## Begin
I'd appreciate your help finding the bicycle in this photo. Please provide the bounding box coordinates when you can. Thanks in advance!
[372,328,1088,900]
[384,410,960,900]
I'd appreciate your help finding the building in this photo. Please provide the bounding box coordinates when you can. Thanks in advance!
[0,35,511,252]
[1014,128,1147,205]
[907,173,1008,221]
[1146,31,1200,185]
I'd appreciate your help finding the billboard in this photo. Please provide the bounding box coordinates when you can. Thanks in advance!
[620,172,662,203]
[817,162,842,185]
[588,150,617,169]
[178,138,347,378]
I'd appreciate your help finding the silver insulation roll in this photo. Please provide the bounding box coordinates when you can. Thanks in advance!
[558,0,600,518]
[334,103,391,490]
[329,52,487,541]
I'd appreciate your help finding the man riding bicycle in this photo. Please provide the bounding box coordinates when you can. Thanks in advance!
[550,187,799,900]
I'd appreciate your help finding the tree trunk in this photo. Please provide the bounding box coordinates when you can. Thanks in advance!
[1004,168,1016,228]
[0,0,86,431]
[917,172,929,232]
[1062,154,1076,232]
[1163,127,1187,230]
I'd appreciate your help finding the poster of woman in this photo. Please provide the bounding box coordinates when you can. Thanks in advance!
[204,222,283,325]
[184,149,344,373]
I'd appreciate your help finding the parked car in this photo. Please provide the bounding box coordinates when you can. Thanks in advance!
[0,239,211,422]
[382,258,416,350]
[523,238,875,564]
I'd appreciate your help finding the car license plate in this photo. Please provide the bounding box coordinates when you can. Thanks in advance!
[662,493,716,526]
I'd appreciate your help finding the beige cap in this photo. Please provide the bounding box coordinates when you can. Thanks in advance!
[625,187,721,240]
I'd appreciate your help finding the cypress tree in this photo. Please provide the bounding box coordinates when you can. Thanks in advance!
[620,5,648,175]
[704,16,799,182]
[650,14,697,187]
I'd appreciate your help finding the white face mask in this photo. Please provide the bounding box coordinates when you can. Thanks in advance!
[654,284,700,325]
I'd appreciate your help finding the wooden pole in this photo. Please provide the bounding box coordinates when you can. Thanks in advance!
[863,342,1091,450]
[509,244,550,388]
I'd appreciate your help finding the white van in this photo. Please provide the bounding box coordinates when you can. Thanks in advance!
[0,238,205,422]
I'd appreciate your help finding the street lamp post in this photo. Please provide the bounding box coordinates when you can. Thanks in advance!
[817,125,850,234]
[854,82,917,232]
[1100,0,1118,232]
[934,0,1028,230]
## End
## Begin
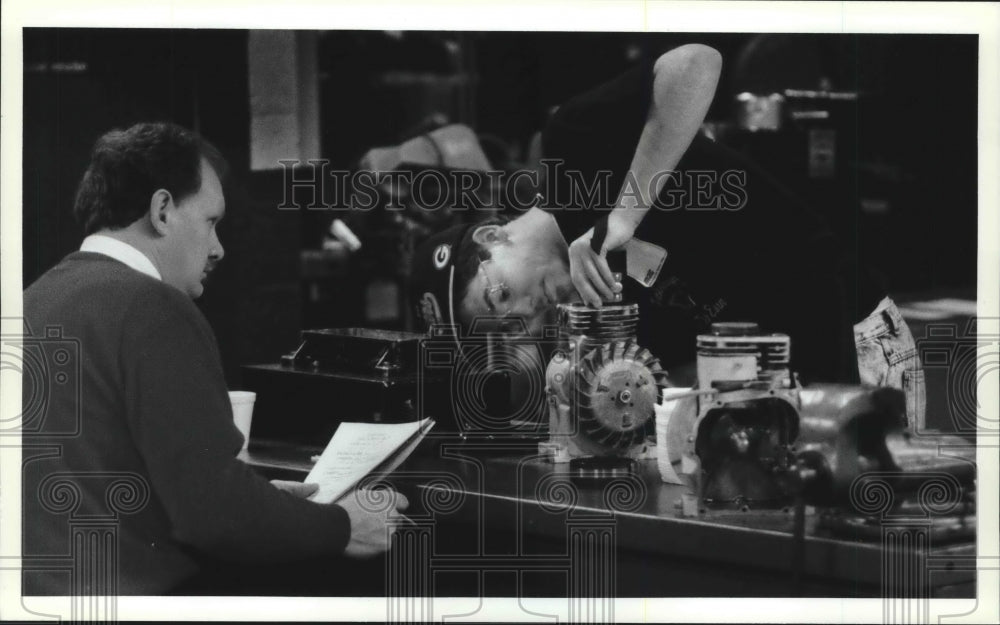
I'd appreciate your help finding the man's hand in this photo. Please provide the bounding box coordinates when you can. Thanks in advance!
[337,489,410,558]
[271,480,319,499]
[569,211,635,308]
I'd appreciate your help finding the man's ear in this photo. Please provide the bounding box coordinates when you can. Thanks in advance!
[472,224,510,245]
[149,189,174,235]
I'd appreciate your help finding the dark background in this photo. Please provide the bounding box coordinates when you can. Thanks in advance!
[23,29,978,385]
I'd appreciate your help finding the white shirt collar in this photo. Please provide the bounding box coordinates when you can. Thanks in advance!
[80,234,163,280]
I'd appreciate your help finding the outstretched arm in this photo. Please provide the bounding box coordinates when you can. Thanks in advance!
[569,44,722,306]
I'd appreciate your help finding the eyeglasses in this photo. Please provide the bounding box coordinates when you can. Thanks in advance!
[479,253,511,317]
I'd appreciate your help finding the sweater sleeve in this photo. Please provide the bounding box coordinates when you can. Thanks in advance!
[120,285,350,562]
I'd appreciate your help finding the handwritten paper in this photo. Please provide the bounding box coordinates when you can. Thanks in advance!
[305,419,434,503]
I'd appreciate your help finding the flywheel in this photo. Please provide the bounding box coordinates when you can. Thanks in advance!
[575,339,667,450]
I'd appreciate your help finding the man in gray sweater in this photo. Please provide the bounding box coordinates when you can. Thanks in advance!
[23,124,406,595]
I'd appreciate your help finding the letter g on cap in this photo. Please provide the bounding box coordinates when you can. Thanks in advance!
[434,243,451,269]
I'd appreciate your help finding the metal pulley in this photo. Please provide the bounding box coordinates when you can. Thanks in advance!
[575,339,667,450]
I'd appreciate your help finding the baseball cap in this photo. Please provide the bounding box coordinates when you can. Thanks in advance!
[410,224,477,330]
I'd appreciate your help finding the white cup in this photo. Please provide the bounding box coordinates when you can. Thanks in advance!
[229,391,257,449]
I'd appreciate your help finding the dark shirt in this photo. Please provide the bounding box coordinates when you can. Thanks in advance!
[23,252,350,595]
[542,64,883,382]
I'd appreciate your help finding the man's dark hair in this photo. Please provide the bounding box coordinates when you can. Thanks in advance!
## End
TASK PROMPT: Give back only the lines from the one containing "I'd appreciate your help finding the wooden" down to the one containing "[509,244,550,388]", replacing "pole" with "post" and leaving everything else unchanged.

ANSWER TO THE TASK:
I'd appreciate your help finding the wooden post in this photo. Please provide the bounding box coordinates when you can. Thanks in advance!
[863,342,1091,450]
[509,244,550,388]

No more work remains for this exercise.